_Aim_. Please identify every line in the listing below that contains the word "petal", and copy each of those lines out in full.

_Given information_.
•••••
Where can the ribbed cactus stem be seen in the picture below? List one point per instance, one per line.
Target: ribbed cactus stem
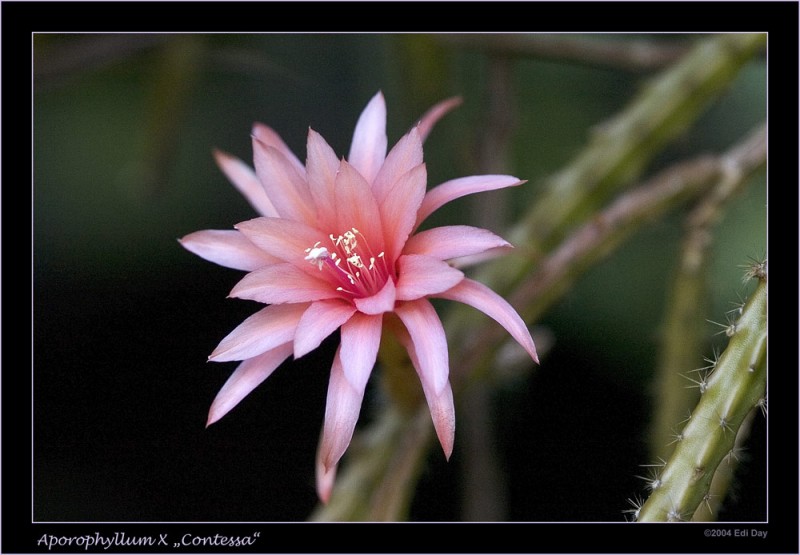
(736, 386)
•••••
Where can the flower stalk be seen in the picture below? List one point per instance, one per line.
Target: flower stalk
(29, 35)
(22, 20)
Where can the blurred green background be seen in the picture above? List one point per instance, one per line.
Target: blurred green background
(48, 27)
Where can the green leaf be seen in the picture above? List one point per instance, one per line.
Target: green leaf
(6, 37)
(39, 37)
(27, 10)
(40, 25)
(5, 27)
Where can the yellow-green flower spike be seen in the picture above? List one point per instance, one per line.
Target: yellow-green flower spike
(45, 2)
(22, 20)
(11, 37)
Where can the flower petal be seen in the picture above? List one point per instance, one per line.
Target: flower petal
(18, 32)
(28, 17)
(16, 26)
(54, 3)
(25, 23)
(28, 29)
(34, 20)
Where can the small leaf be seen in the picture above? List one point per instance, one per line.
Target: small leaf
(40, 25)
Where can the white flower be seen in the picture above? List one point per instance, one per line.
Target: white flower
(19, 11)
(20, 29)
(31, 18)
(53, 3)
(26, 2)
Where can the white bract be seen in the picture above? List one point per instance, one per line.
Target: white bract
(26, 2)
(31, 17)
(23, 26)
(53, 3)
•••••
_The reply_.
Where can the flower petal be seen in the picture above? List one point per instance, one per line.
Target: flower petal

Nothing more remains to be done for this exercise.